> **EXERCISE DESCRIPTION**: In the records below, find each line containing the word "yellow" and copy it.

========================================================================

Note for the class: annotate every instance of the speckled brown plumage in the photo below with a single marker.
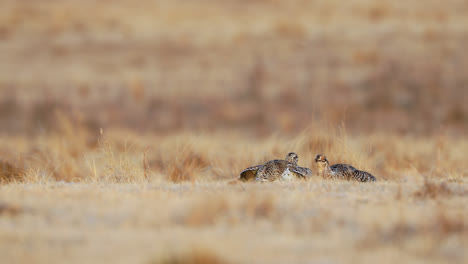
(341, 171)
(282, 170)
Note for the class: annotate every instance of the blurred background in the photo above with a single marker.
(249, 66)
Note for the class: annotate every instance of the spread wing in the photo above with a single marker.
(301, 172)
(250, 173)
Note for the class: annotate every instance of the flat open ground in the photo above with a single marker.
(303, 222)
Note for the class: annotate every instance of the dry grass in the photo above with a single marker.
(189, 213)
(123, 126)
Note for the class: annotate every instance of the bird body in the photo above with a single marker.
(276, 170)
(341, 171)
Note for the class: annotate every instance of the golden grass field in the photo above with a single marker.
(123, 126)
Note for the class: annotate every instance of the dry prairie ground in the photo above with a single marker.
(304, 222)
(261, 65)
(189, 93)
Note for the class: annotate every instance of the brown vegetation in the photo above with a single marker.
(124, 124)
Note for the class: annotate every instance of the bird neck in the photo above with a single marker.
(324, 169)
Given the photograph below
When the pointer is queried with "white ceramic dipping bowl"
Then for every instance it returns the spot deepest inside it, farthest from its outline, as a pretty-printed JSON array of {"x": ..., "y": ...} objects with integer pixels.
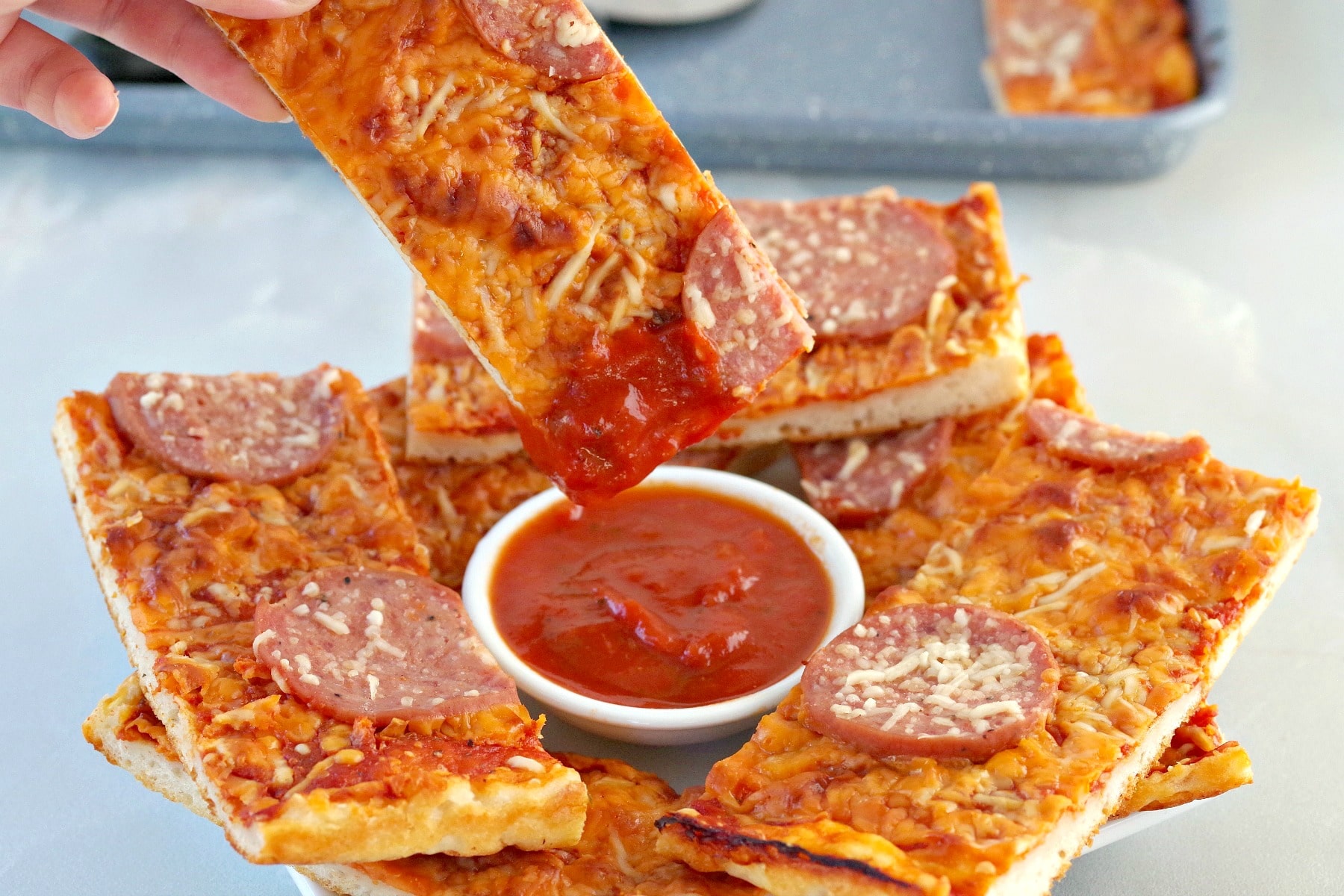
[{"x": 679, "y": 726}]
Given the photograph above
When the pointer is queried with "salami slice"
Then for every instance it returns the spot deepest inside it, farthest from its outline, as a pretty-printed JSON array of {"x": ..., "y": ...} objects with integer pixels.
[
  {"x": 863, "y": 265},
  {"x": 932, "y": 680},
  {"x": 243, "y": 428},
  {"x": 558, "y": 38},
  {"x": 1080, "y": 438},
  {"x": 436, "y": 339},
  {"x": 851, "y": 481},
  {"x": 382, "y": 645},
  {"x": 732, "y": 297}
]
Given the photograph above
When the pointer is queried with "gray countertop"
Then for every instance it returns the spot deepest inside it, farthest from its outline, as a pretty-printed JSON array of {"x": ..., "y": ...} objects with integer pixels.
[{"x": 1209, "y": 299}]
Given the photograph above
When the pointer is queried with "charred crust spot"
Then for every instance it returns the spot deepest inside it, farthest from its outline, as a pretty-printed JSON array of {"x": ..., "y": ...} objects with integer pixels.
[
  {"x": 441, "y": 195},
  {"x": 1042, "y": 494},
  {"x": 1148, "y": 601},
  {"x": 534, "y": 228},
  {"x": 722, "y": 841},
  {"x": 1057, "y": 535}
]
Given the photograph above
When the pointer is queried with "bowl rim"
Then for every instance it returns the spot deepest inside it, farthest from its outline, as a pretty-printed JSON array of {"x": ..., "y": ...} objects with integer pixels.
[{"x": 827, "y": 543}]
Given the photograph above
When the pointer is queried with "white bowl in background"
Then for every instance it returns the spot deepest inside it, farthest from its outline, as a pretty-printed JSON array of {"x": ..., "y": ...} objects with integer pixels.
[
  {"x": 665, "y": 13},
  {"x": 673, "y": 726}
]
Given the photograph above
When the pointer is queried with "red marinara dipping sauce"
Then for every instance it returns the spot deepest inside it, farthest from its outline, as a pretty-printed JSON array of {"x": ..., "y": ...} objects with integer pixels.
[{"x": 660, "y": 597}]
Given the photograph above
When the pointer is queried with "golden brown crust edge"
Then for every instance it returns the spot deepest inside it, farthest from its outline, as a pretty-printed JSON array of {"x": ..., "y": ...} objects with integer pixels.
[{"x": 800, "y": 860}]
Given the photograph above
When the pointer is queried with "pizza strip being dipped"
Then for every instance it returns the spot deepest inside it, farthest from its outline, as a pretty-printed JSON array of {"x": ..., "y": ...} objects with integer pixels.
[
  {"x": 616, "y": 853},
  {"x": 455, "y": 411},
  {"x": 914, "y": 307},
  {"x": 1142, "y": 561},
  {"x": 329, "y": 700},
  {"x": 1088, "y": 57},
  {"x": 455, "y": 503},
  {"x": 523, "y": 172}
]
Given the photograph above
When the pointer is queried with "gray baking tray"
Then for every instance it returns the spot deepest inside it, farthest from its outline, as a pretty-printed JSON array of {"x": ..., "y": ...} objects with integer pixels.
[{"x": 826, "y": 85}]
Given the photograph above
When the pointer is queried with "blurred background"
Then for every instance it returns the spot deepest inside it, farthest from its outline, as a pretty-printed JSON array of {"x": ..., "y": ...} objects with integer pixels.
[{"x": 1187, "y": 255}]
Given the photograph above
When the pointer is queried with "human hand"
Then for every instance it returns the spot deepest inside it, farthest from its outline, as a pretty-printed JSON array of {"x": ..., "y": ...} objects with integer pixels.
[{"x": 55, "y": 84}]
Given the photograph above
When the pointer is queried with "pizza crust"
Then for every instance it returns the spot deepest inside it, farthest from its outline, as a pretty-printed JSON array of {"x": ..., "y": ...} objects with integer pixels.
[
  {"x": 458, "y": 815},
  {"x": 987, "y": 382}
]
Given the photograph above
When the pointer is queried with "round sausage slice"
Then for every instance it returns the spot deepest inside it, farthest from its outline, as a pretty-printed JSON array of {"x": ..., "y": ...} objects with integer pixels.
[
  {"x": 863, "y": 265},
  {"x": 382, "y": 645},
  {"x": 436, "y": 339},
  {"x": 558, "y": 38},
  {"x": 243, "y": 428},
  {"x": 1080, "y": 438},
  {"x": 851, "y": 481},
  {"x": 739, "y": 305},
  {"x": 932, "y": 680}
]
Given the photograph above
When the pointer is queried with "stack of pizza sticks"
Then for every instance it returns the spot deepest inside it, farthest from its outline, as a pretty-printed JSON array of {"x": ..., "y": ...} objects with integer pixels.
[{"x": 1050, "y": 597}]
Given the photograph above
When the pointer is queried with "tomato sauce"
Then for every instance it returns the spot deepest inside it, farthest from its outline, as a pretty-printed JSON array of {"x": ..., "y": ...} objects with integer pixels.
[
  {"x": 633, "y": 402},
  {"x": 662, "y": 597}
]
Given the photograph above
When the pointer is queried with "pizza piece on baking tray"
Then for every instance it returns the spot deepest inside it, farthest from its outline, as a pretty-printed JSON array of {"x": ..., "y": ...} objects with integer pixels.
[
  {"x": 914, "y": 307},
  {"x": 517, "y": 163},
  {"x": 1090, "y": 591},
  {"x": 1089, "y": 57},
  {"x": 615, "y": 856},
  {"x": 331, "y": 700}
]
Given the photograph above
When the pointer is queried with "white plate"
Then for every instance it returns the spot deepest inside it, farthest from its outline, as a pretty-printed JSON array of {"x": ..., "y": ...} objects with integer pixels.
[{"x": 1110, "y": 833}]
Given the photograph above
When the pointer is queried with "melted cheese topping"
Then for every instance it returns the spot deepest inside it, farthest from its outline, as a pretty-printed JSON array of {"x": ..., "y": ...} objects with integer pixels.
[
  {"x": 976, "y": 314},
  {"x": 194, "y": 556},
  {"x": 453, "y": 504},
  {"x": 1021, "y": 528},
  {"x": 1095, "y": 57},
  {"x": 508, "y": 190}
]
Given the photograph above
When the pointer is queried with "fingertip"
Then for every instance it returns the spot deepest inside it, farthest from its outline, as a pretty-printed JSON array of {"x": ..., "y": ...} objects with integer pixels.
[{"x": 85, "y": 104}]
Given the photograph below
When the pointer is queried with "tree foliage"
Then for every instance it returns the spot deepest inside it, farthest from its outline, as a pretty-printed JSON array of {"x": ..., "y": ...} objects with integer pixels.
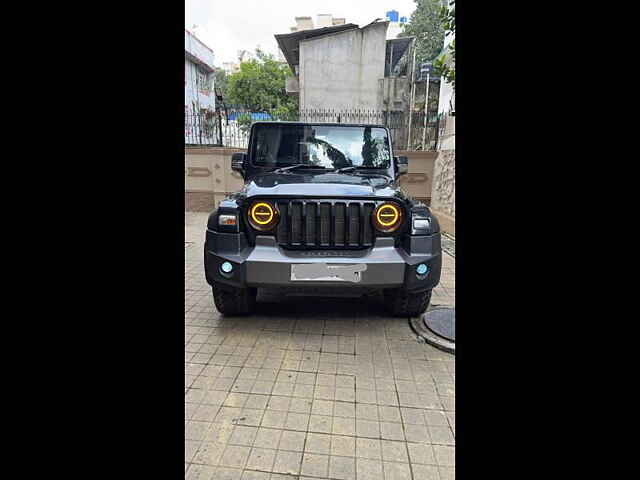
[
  {"x": 426, "y": 25},
  {"x": 445, "y": 64},
  {"x": 259, "y": 86}
]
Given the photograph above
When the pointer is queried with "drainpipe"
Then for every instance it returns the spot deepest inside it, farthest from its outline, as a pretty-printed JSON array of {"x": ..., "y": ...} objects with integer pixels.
[{"x": 413, "y": 91}]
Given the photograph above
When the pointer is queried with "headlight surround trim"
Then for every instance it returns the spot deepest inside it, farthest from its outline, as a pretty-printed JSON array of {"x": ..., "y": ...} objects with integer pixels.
[
  {"x": 262, "y": 216},
  {"x": 387, "y": 217}
]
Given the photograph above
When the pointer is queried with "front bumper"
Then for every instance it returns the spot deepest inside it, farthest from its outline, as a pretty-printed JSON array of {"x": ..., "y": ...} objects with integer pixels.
[{"x": 268, "y": 265}]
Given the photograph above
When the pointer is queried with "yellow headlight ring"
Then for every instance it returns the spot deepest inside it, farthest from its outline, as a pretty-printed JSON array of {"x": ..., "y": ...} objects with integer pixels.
[
  {"x": 388, "y": 217},
  {"x": 254, "y": 214},
  {"x": 383, "y": 218}
]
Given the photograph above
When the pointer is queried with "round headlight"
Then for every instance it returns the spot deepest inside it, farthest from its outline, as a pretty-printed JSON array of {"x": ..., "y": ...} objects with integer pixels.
[
  {"x": 387, "y": 217},
  {"x": 263, "y": 216}
]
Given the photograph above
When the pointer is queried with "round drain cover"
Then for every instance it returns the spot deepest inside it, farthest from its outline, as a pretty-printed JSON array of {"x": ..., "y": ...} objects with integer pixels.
[
  {"x": 442, "y": 322},
  {"x": 437, "y": 327}
]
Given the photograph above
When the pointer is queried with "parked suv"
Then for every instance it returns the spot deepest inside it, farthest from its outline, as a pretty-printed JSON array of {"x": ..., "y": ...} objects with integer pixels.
[{"x": 321, "y": 207}]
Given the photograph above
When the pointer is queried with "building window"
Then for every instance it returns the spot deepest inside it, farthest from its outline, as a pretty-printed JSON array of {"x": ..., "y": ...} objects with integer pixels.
[{"x": 202, "y": 80}]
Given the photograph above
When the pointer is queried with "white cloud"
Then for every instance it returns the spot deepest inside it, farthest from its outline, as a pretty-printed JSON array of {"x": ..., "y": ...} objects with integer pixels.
[{"x": 227, "y": 26}]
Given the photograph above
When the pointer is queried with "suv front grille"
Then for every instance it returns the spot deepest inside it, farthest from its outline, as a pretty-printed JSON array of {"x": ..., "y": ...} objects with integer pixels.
[{"x": 325, "y": 224}]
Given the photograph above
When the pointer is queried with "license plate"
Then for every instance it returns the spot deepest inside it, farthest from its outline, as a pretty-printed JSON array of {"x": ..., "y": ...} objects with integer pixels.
[{"x": 321, "y": 272}]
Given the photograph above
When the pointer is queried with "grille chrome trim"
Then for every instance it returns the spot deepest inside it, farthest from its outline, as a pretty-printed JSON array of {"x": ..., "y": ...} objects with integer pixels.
[{"x": 325, "y": 224}]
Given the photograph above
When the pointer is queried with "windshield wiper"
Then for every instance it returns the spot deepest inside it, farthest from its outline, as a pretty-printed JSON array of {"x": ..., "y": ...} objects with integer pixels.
[{"x": 298, "y": 165}]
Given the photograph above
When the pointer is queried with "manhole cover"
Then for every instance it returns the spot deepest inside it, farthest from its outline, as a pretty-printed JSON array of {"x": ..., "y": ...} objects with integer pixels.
[
  {"x": 442, "y": 322},
  {"x": 437, "y": 327}
]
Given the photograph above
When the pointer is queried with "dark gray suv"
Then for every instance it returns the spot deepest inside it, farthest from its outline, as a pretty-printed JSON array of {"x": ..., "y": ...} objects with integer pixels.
[{"x": 321, "y": 208}]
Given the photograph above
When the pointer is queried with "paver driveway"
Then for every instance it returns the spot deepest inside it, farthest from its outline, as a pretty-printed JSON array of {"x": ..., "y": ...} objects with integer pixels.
[{"x": 310, "y": 387}]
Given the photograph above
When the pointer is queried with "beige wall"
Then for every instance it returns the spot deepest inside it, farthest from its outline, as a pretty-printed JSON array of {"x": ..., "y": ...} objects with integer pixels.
[
  {"x": 208, "y": 177},
  {"x": 443, "y": 200}
]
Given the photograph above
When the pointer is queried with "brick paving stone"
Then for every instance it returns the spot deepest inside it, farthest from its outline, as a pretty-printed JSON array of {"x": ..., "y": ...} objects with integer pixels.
[{"x": 312, "y": 387}]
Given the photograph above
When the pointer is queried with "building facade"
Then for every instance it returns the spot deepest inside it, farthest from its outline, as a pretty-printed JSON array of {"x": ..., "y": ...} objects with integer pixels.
[
  {"x": 395, "y": 23},
  {"x": 348, "y": 67},
  {"x": 198, "y": 75}
]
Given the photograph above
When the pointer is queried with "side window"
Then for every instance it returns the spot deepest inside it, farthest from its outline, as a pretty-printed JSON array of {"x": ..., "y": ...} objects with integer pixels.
[{"x": 203, "y": 81}]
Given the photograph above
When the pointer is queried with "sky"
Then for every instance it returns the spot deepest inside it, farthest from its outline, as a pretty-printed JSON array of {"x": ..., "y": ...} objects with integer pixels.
[{"x": 227, "y": 26}]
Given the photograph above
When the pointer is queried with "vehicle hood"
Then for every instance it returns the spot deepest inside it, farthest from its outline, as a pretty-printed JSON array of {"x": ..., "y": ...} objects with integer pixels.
[{"x": 320, "y": 185}]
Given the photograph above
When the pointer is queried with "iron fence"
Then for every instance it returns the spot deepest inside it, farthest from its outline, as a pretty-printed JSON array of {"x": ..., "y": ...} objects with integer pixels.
[{"x": 230, "y": 128}]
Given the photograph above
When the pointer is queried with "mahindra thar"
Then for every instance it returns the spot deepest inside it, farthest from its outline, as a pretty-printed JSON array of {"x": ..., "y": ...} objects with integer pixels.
[{"x": 321, "y": 207}]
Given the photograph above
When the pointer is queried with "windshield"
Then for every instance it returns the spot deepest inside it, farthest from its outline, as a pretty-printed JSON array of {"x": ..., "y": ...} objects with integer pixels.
[{"x": 326, "y": 146}]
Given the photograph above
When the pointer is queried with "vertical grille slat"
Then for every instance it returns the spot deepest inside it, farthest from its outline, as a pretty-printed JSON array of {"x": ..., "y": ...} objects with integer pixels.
[
  {"x": 354, "y": 224},
  {"x": 296, "y": 223},
  {"x": 338, "y": 237},
  {"x": 325, "y": 224},
  {"x": 312, "y": 224}
]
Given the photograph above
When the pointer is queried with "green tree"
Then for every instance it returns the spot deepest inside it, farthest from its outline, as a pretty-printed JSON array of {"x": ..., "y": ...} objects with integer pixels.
[
  {"x": 260, "y": 86},
  {"x": 426, "y": 25},
  {"x": 445, "y": 64}
]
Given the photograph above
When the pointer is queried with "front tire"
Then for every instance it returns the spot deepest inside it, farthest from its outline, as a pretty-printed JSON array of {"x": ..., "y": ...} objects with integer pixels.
[
  {"x": 407, "y": 304},
  {"x": 234, "y": 301}
]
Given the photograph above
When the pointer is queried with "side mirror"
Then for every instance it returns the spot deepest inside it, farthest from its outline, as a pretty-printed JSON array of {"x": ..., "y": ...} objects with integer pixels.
[
  {"x": 238, "y": 162},
  {"x": 402, "y": 165}
]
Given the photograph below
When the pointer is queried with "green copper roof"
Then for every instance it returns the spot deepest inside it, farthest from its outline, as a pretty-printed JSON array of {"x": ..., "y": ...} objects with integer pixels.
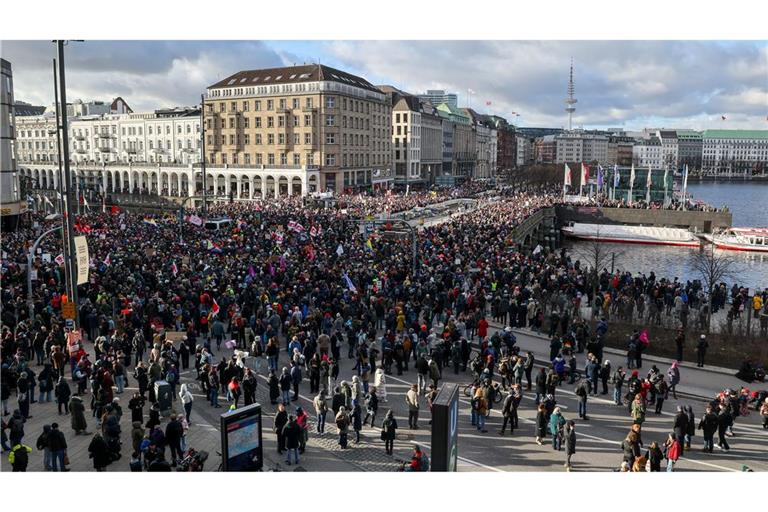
[{"x": 735, "y": 134}]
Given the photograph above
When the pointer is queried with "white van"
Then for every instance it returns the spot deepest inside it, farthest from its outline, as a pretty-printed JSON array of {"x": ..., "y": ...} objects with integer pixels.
[{"x": 218, "y": 224}]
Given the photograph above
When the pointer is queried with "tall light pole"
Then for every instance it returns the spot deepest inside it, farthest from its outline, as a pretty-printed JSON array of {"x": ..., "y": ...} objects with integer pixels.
[{"x": 69, "y": 242}]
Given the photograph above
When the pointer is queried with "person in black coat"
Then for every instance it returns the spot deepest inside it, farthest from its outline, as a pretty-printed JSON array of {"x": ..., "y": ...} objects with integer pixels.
[
  {"x": 99, "y": 452},
  {"x": 274, "y": 388},
  {"x": 291, "y": 435},
  {"x": 708, "y": 425},
  {"x": 63, "y": 394},
  {"x": 680, "y": 427},
  {"x": 136, "y": 405},
  {"x": 281, "y": 419},
  {"x": 173, "y": 434}
]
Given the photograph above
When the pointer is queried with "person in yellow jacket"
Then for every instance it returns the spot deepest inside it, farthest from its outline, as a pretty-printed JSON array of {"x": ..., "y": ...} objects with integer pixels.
[{"x": 19, "y": 457}]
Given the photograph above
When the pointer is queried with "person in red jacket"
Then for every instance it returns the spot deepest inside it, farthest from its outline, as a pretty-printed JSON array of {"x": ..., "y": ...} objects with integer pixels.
[
  {"x": 482, "y": 328},
  {"x": 673, "y": 452}
]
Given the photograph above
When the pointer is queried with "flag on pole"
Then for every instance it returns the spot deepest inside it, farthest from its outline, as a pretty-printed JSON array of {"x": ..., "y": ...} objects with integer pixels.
[
  {"x": 599, "y": 177},
  {"x": 350, "y": 285},
  {"x": 648, "y": 184}
]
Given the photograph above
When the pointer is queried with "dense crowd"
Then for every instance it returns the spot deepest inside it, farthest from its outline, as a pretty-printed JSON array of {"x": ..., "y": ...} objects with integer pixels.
[{"x": 299, "y": 289}]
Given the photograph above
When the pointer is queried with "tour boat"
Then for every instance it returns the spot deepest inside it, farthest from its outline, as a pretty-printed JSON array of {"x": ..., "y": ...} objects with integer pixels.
[
  {"x": 649, "y": 235},
  {"x": 741, "y": 239}
]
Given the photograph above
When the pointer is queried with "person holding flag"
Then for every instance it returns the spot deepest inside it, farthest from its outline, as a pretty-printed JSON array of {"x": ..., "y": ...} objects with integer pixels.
[
  {"x": 648, "y": 183},
  {"x": 584, "y": 177}
]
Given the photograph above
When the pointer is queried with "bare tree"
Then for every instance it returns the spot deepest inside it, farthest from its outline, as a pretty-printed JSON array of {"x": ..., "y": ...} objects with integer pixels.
[
  {"x": 713, "y": 268},
  {"x": 598, "y": 256}
]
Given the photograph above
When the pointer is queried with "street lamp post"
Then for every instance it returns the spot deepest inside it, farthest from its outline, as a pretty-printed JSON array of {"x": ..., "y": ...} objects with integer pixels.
[{"x": 30, "y": 259}]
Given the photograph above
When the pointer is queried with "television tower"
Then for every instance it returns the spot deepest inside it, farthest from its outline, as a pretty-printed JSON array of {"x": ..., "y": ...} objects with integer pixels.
[{"x": 570, "y": 101}]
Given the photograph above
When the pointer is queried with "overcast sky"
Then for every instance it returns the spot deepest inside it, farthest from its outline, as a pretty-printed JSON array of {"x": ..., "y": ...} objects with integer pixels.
[{"x": 618, "y": 83}]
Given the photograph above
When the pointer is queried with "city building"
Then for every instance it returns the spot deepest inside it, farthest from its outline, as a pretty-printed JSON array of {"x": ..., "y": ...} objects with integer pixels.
[
  {"x": 581, "y": 146},
  {"x": 506, "y": 143},
  {"x": 438, "y": 96},
  {"x": 12, "y": 202},
  {"x": 735, "y": 151},
  {"x": 22, "y": 108},
  {"x": 485, "y": 146},
  {"x": 669, "y": 150},
  {"x": 463, "y": 150},
  {"x": 524, "y": 151},
  {"x": 305, "y": 119},
  {"x": 689, "y": 149},
  {"x": 545, "y": 149},
  {"x": 620, "y": 150},
  {"x": 647, "y": 153}
]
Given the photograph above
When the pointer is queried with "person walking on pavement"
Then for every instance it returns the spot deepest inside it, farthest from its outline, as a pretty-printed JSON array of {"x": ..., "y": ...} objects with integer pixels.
[
  {"x": 57, "y": 445},
  {"x": 281, "y": 419},
  {"x": 724, "y": 420},
  {"x": 680, "y": 426},
  {"x": 291, "y": 433},
  {"x": 186, "y": 400},
  {"x": 412, "y": 400},
  {"x": 342, "y": 424},
  {"x": 389, "y": 432},
  {"x": 674, "y": 450},
  {"x": 582, "y": 391},
  {"x": 19, "y": 457},
  {"x": 618, "y": 379},
  {"x": 701, "y": 350},
  {"x": 673, "y": 374},
  {"x": 556, "y": 424},
  {"x": 708, "y": 425},
  {"x": 569, "y": 439},
  {"x": 321, "y": 409}
]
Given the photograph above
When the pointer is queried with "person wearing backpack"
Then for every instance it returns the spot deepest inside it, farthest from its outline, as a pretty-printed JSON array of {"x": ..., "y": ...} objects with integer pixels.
[
  {"x": 19, "y": 457},
  {"x": 389, "y": 432}
]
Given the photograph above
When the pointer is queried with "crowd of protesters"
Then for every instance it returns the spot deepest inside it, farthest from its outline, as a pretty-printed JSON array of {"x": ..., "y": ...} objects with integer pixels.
[{"x": 298, "y": 288}]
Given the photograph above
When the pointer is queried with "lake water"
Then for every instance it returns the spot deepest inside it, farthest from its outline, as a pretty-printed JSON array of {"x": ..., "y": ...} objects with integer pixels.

========================================================================

> **EXERCISE OUTPUT**:
When the pointer is queried with "yellow headlight ring"
When the pointer is queried with "person in yellow jacket"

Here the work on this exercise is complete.